From: Vlastimil Babka <vbabka@suse.cz>
To: Mel Gorman <mgorman@suse.de>
Cc: Johannes Weiner <hannes@cmpxchg.org>,
Andrew Morton <akpm@linux-foundation.org>,
Joonsoo Kim <iamjoonsoo.kim@lge.com>,
linux-mm@kvack.org, linux-kernel@vger.kernel.org,
kernel-team@fb.com
Subject: Re: [PATCH] mm, compaction: direct freepage allocation for async direct compaction
Date: Fri, 24 Nov 2017 14:49:34 +0100 [thread overview]
Message-ID: <fa70766d-9251-21e7-d6be-868347523f4e@suse.cz> (raw)
In-Reply-To: <20171124105750.pwixg6wg3ifkldil@suse.de>
On 11/24/2017 11:57 AM, Mel Gorman wrote:
> On Thu, Nov 23, 2017 at 10:15:17PM +0100, Vlastimil Babka wrote:
>> Hmm this really reads like about the migration scanner. That one is
>> unchanged by this patch, there is still a linear scanner. In fact, it
>> gets better, because now it can see the whole zone, not just the first
>> 1/3 - 1/2 until it meets the free scanner (my past observations). And
>> some time ago the async direct compaction was adjusted so that it only
>> scans the migratetype matching the allocation (see
>> suitable_migration_source()). So to some extent, the cleaning already
>> happens.
>>
>
> It is true that the migration scanner may see a subset of the zone but
> it was important to avoid a previous migration source becoming a
> migration target. The problem is completely different when using the
> freelist as a hint.

········

WHAT THE TASK REQUIRES: Continue the mailing-list reply on the compaction patch, starting after its final line.

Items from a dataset
········

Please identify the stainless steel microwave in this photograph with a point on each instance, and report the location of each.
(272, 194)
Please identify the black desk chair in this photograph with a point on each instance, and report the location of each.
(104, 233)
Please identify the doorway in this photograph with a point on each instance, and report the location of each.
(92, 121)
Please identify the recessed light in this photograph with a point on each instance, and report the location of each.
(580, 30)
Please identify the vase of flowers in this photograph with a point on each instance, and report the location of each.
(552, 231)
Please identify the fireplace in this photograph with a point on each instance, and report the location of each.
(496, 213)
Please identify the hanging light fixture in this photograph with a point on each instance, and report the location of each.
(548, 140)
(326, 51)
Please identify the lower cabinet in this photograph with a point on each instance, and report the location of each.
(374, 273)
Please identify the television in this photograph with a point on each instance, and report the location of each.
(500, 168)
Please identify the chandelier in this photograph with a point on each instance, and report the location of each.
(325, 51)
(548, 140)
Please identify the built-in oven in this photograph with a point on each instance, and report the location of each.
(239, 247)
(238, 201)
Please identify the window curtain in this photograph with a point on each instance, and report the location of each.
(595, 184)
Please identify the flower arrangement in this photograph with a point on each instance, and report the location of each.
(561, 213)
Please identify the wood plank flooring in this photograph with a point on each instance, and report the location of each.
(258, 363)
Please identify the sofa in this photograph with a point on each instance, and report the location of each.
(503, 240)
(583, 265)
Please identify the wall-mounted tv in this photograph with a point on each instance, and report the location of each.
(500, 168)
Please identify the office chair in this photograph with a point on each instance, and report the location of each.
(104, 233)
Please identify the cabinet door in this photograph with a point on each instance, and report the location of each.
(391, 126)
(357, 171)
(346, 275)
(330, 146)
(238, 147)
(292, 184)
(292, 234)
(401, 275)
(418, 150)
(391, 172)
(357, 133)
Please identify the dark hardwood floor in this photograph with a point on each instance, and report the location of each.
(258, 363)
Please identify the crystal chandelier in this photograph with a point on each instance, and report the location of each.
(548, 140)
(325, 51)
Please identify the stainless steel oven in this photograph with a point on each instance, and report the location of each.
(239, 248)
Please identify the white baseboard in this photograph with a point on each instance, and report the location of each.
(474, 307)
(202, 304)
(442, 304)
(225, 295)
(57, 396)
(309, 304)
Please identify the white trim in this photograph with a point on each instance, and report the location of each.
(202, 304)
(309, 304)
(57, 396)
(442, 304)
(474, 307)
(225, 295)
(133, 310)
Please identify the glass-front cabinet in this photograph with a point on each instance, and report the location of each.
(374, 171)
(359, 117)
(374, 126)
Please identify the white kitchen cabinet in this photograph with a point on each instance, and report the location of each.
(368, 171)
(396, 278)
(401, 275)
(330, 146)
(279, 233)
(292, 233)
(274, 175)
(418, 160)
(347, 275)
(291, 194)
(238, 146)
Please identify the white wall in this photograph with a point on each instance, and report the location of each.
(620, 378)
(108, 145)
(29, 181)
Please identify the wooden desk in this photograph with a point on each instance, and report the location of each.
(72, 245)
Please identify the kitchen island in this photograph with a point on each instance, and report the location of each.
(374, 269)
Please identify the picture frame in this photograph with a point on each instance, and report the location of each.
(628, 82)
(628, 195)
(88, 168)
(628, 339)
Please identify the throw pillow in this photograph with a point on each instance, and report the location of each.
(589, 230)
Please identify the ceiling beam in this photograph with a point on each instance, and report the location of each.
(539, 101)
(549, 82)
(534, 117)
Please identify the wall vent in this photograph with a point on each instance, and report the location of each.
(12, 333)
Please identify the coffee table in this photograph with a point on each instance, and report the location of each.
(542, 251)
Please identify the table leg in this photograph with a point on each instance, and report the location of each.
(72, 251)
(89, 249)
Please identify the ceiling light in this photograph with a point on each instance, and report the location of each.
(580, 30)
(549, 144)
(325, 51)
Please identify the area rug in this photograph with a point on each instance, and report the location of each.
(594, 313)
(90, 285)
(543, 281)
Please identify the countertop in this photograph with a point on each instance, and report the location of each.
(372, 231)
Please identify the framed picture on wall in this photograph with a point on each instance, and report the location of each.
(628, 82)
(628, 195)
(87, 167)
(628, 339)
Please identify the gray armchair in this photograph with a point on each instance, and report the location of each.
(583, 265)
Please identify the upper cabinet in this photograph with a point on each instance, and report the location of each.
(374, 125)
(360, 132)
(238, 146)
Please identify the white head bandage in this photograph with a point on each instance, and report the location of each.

········

RESULT OF THIS TASK:
I think fundamentally the problems are the same when using freelist
exclusively, or just as a hint, as there's no longer the natural
exclusivity where some pageblocks are used as migration source and
others as migration target, no?
>>> 3. Another reason a linear scanner was used was because we wanted to
>>> clear entire pageblocks we were migrating from and pack the target
>>> pageblocks as much as possible. This was to reduce the amount of
>>> migration required overall even though the scanning hurts. This patch
>>> takes MIGRATE_MOVABLE pages from anywhere that is "not this pageblock".
>>> Those potentially have to be moved again and again trying to randomly
>>> fill a MIGRATE_MOVABLE block. Have you considered using the freelists
>>> as a hint? i.e. take a page from the freelist, then isolate all free
>>> pages in the same pageblock as migration targets? That would preserve
>>> the "packing property" of the linear scanner.
>>>
>>> This would increase the amount of scanning but that *might* be offset by
>>> the number of migrations the workload does overall. Note that migrations
>>> potentially are minor faults so if we do too many migrations, your
>>> workload may suffer.
>>
>> I have considered the "freelist as a hint", but I'm kinda sceptical
>> about it, because with increasing uptime reclaim should be freeing
>> rather random pages, so finding some free page in a pageblock doesn't
>> mean there would be more free pages there than in the other pageblocks?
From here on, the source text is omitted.